= Teks yang Diberikan =
◇ ◇ ◇ ◇ ◇ ◇ ◇

Perundungan dari Sudut Pandang Islam

PERUNDUNGAN DARI SUDUT PANDANG ISLAM

PERUNDUNGAN DARI SUDUT PANDANG ISLAM

Islam adalah agama yang mengajarkan nilai-nilai sosial, terlebih lagi dalam masalah pergaulan, sebagaimana diterangkan dalam sabda Nabi ﷺ,

‌الْمُؤْمِنُ ‌الَّذِي ‌يُخَالِطُ ‌النَّاسَ، وَيَصْبِرُ عَلَى أَذَاهُمْ، أَعْظَمُ أَجْرًا مِنَ الْمُؤْمِنِ الَّذِي لَا يُخَالِطُ النَّاسَ، وَلَا يَصْبِرُ عَلَى أَذَاهُمْ

“Seorang mukmin yang bergaul dengan manusia dan bersabar atas gangguan mereka lebih besar pahalanya dibandingkan seorang mukmin yang tidak mau bergaul dengan manusia dan tidak bisa sabar atas gangguan mereka.” (HR. Ibnu Majah, no. 4032. Dinilai shahih oleh Syaikh Al-Albani)

Seseorang yang bergaul dengan orang lain tidak akan lepas dari tiga keadaan:

  1. Berbuat baik kepada mereka baik dalam segi harta, perbuatan, maupun akhlak. Tidak terlalu mengoreksi, banyak memberikan uzur, dan tidak menyulitkan mereka sehingga menyakiti mereka.
  2. Memerintahkan mereka pada yang ma’ruf dan melarang mereka dari yang mungkar.
  3. Berpaling dari orang-orang bodoh dan tidak menyibukkan diri meladeni mereka.

Ketiga hal ini terkandung dalam firman Allah ﷻ,

خُذِ الْعَفْوَ وَأْمُرْ بِالْعُرْفِ وَأَعْرِضْ عَنِ الْجَاهِلِينَ

“Jadilah engkau pemaaf dan suruhlah orang mengerjakan yang ma’ruf, serta berpalinglah daripada orang-orang yang bodoh.” (QS. Al-A’raf: 199)

Tipikal dan tabiat orang memang berbeda-beda. Oleh karena itu, Islam menunjukkan cara menyikapinya, sehingga yang muncul adalah kebaikan, bukan keburukan. Tidak semua keburukan disikapi dengan respon yang sama; aspek kemaslahatan perlu diperhatikan di balik tindakan tersebut, sebagaimana Allah ﷻ firmankan,

اِدْفَعْ بِالَّتِيْ هِيَ اَحْسَنُ السَّيِّئَةَۗ

“Tolaklah perbuatan buruk mereka dengan cara yang lebih baik” (QS. Al-Mukminun: 96)

◇ ◇ ◇ ◇ ◇ ◇ ◇

= Yang Diminta =
Jawablah pertanyaan berikut berdasarkan teks tentang perundungan dari sudut pandang Islam.
(a) Menurut hadis yang dikutip, mukmin seperti apa yang lebih besar pahalanya?
(b) Ayat mana yang disebut mengandung ketiga keadaan orang yang bergaul dengan orang lain?
(c) Apa keadaan ketiga dalam daftar tersebut?

Catatan titik berlabel:
◇ ◇ ◇ ◇ ◇ ◇ ◇

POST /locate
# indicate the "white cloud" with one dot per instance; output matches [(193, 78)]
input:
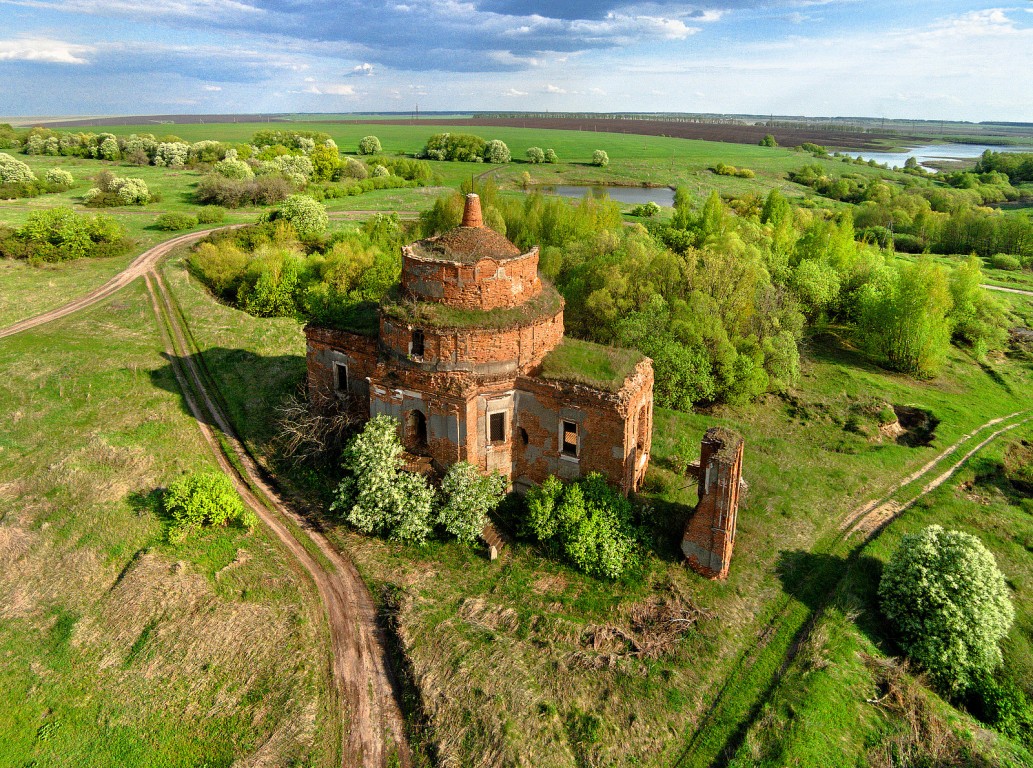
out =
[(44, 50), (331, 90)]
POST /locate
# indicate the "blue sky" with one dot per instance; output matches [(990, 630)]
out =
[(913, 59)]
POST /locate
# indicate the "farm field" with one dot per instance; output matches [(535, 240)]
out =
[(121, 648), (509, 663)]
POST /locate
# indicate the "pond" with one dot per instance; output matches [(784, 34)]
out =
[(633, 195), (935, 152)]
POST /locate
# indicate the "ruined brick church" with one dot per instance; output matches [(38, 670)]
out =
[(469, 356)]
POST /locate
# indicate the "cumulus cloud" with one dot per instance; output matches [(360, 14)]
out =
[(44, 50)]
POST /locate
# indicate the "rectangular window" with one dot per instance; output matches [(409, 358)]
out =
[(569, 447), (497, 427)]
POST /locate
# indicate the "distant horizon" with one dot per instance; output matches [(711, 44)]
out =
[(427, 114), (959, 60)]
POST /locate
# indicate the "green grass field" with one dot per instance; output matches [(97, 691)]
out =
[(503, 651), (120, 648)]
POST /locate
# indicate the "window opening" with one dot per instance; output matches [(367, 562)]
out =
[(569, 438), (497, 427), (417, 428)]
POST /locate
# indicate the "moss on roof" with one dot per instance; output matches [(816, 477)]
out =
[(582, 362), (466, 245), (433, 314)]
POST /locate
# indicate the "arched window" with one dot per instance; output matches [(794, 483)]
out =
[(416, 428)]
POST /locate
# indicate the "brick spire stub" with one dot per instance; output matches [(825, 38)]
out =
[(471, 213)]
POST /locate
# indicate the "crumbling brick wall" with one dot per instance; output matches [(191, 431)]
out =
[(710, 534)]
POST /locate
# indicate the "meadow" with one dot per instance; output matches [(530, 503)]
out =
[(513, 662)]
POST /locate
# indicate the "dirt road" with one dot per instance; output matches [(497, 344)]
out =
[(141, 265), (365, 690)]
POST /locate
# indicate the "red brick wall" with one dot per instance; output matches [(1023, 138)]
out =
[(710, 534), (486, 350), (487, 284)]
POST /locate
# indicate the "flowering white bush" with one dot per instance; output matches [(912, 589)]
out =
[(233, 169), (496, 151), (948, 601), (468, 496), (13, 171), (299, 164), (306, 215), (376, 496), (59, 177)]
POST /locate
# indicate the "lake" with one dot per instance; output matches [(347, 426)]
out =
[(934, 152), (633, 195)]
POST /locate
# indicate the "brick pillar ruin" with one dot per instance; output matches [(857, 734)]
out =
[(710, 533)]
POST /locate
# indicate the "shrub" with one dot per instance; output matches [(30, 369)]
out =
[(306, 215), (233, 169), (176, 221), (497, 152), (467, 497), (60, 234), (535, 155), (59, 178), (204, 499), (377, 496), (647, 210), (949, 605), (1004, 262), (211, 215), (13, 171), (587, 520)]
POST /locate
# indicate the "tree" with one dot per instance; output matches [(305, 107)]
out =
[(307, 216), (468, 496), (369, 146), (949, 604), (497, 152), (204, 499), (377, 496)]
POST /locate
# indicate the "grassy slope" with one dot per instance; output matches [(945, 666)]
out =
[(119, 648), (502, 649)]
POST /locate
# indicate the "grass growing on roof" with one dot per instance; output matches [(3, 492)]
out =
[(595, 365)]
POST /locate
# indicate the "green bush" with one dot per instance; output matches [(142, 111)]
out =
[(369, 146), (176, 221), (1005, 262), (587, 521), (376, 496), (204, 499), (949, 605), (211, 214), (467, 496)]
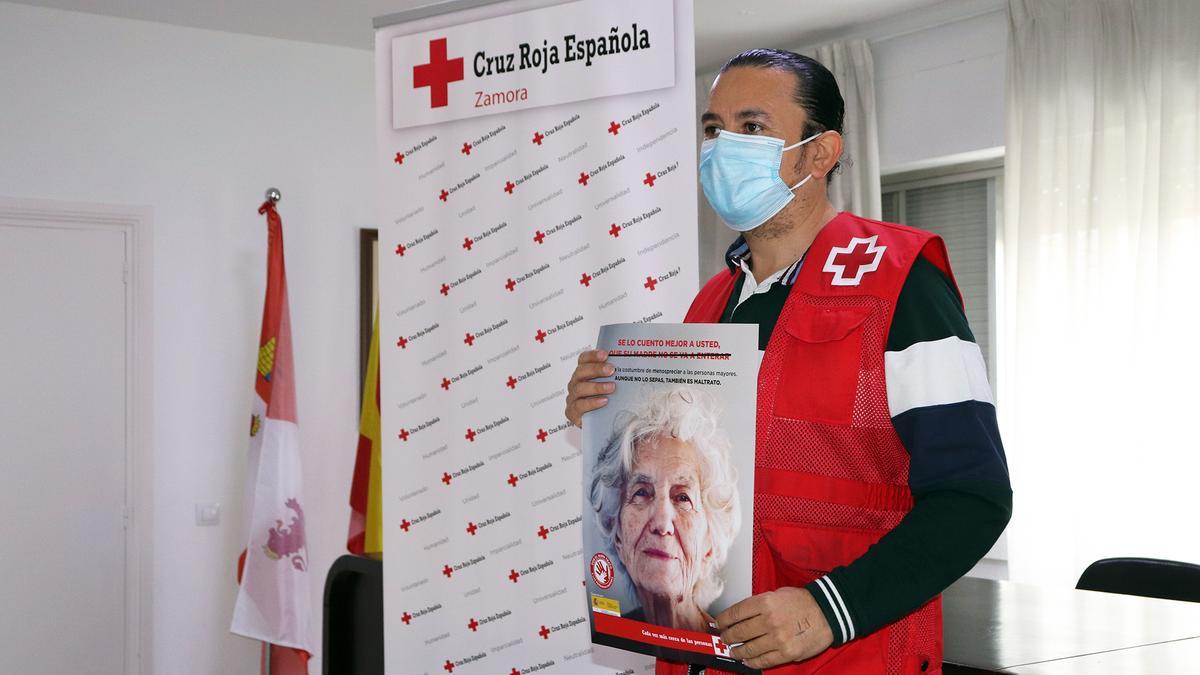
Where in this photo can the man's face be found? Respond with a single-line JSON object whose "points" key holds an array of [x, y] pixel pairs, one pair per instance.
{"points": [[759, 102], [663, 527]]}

◇ ◇ ◇ ◇ ◇ ◇ ◇

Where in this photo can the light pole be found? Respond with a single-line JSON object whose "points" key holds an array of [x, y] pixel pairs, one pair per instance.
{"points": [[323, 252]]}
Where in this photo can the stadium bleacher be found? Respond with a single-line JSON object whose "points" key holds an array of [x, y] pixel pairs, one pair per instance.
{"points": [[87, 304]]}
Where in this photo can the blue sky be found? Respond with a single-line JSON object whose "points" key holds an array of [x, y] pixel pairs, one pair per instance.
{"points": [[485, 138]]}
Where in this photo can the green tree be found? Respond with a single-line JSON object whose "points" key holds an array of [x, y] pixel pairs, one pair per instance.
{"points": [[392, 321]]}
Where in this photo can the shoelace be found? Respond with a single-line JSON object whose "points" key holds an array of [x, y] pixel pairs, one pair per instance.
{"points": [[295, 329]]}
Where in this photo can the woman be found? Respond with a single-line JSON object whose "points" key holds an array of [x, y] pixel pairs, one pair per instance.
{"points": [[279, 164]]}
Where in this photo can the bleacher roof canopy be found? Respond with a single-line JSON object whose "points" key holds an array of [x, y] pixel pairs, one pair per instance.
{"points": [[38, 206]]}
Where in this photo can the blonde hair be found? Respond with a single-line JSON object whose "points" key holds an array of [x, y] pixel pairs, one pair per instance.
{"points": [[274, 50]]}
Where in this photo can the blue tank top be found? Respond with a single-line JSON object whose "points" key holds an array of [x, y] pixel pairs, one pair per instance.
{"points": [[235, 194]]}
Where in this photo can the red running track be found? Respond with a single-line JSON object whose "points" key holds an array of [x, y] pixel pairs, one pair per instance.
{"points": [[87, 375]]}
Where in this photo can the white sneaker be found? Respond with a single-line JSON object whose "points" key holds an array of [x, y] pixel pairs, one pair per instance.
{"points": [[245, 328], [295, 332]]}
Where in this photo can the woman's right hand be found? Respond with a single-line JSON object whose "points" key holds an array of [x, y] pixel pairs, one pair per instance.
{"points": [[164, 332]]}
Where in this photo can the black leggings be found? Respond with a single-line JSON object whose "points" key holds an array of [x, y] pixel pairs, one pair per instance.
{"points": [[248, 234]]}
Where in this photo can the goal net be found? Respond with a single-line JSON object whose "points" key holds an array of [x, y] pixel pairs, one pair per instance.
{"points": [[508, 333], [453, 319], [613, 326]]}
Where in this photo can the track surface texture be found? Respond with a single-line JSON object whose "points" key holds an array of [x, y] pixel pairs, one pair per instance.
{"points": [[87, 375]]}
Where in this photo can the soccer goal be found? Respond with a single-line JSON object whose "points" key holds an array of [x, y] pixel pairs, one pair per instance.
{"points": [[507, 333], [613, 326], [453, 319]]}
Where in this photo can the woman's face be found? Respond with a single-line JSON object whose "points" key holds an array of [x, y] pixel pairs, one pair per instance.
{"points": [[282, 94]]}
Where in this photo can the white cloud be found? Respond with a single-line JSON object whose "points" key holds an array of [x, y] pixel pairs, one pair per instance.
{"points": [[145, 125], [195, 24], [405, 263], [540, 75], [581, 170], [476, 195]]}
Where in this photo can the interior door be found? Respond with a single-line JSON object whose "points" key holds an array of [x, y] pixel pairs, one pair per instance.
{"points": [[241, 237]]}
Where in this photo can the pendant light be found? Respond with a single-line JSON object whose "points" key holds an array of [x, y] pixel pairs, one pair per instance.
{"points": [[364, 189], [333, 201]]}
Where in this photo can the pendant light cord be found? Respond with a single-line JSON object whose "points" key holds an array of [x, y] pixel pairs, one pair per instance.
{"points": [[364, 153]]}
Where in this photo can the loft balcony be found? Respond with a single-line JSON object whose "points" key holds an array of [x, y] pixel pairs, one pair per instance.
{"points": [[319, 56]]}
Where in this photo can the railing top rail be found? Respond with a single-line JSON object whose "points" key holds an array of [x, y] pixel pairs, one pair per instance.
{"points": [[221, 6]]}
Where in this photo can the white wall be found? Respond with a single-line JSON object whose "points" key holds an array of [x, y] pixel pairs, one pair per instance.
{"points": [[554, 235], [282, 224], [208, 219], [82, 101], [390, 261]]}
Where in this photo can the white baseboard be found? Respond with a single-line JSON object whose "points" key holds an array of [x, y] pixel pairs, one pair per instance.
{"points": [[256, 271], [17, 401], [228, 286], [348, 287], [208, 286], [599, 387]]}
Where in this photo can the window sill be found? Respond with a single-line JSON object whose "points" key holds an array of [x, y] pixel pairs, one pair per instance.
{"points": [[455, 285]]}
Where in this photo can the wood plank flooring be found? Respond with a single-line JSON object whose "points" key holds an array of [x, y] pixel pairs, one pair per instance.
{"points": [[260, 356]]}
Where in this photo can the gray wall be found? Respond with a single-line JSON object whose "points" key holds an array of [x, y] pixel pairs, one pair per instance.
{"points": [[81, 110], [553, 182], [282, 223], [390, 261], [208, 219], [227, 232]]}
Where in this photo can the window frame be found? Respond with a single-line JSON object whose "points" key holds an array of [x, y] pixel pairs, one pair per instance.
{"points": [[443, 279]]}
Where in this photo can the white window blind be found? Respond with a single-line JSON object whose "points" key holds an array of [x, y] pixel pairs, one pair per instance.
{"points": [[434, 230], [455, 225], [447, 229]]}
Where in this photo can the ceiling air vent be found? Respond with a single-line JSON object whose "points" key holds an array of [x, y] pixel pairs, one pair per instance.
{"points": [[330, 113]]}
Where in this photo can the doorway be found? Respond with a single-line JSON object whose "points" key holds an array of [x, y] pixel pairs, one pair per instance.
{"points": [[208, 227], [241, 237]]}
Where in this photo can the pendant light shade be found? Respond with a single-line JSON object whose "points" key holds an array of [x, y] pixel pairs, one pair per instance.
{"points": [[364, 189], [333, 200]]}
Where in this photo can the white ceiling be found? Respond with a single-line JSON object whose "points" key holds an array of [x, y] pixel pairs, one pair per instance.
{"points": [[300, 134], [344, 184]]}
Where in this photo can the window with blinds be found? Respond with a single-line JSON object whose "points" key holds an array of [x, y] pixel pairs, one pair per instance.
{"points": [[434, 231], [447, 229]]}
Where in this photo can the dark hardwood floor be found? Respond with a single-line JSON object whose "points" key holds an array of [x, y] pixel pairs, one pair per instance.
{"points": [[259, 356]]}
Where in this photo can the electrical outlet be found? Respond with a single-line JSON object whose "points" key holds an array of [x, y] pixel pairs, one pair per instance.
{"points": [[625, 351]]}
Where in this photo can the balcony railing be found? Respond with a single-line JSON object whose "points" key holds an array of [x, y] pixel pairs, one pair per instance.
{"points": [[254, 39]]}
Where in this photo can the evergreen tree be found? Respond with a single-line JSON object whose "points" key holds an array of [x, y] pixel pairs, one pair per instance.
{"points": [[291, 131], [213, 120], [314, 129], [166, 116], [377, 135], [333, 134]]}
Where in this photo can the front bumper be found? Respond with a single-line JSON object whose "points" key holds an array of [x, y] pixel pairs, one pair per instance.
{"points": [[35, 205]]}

◇ ◇ ◇ ◇ ◇ ◇ ◇

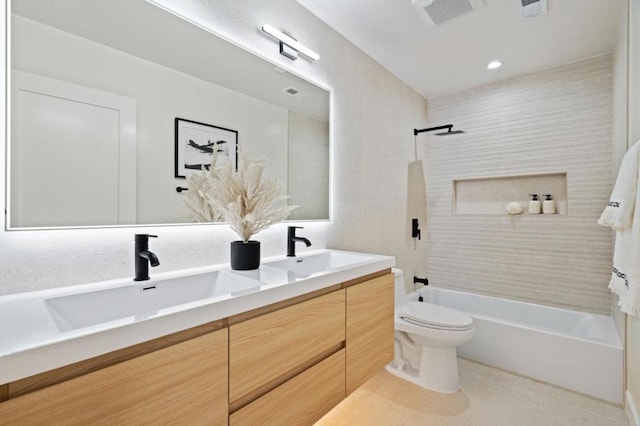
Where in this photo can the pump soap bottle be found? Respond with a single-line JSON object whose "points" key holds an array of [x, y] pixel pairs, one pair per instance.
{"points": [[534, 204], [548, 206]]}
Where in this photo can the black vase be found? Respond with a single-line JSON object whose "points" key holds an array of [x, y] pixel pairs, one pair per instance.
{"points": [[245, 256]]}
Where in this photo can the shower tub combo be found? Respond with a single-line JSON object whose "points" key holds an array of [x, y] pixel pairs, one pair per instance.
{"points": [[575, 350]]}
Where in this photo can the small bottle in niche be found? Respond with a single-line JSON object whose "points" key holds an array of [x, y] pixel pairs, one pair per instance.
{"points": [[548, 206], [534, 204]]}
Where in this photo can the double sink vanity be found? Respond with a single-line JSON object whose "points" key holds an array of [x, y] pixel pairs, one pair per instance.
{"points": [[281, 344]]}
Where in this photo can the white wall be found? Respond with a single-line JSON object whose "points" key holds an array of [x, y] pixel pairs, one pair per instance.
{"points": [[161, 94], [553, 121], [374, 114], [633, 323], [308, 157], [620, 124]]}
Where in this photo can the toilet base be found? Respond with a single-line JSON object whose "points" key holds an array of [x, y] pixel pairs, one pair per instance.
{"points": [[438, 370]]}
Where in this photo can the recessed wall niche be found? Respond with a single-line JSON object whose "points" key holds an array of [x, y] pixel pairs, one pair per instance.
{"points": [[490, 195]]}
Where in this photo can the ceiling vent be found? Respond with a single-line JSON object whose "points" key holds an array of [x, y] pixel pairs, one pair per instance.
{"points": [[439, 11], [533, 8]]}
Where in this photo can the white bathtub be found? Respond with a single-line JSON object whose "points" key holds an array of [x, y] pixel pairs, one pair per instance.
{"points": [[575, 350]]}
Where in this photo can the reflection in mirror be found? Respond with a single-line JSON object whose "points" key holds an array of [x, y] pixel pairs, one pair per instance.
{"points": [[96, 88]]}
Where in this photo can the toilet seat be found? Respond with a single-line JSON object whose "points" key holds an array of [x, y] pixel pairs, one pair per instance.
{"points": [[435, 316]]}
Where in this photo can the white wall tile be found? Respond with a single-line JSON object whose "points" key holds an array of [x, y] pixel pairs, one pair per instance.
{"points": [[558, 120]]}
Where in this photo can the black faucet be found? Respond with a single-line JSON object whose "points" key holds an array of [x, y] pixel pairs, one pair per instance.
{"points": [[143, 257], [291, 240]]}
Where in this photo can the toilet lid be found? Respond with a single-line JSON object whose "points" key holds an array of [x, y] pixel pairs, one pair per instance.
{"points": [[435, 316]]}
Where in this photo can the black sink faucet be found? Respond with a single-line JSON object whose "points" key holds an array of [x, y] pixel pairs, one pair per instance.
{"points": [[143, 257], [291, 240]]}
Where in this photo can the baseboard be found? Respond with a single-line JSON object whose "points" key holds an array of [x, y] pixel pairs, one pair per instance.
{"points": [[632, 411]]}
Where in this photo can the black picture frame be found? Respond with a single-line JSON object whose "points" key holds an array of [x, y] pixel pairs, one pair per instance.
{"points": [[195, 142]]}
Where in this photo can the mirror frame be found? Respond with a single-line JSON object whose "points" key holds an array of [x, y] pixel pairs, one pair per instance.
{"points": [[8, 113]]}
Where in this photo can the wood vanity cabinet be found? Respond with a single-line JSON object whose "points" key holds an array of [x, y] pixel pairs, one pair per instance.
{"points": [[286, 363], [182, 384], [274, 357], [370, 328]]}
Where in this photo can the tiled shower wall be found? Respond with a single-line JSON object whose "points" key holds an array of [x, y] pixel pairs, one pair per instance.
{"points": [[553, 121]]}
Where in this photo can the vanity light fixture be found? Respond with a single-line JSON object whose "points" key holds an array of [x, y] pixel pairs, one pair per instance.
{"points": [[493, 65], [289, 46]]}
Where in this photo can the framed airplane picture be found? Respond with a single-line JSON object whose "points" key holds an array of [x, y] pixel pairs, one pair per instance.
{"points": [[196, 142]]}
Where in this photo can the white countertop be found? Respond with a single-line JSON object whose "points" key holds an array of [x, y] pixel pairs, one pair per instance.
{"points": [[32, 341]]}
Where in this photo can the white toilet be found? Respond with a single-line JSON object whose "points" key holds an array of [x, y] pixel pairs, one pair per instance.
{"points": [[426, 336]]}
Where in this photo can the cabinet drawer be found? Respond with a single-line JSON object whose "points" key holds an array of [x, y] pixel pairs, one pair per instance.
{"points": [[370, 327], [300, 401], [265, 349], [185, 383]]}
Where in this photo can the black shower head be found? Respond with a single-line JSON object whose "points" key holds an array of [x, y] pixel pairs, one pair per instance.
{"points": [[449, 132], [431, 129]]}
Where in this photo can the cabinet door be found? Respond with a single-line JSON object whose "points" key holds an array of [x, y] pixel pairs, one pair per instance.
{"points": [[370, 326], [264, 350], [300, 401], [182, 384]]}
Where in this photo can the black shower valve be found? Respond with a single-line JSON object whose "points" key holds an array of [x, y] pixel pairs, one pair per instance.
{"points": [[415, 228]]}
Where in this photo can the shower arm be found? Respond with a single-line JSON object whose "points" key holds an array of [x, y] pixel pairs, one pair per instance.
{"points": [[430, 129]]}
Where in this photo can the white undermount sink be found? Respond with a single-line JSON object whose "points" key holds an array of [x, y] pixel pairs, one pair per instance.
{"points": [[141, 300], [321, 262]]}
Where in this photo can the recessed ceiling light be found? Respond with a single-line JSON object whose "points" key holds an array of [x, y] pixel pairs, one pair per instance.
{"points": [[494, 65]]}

◇ ◇ ◇ ◇ ◇ ◇ ◇

= Jawaban Lengkap =
(a) Mukmin yang bergaul dengan manusia dan bersabar atas gangguan mereka.
(b) QS. Al-A'raf: 199.
(c) Berpaling dari orang-orang bodoh dan tidak menyibukkan diri meladeni mereka.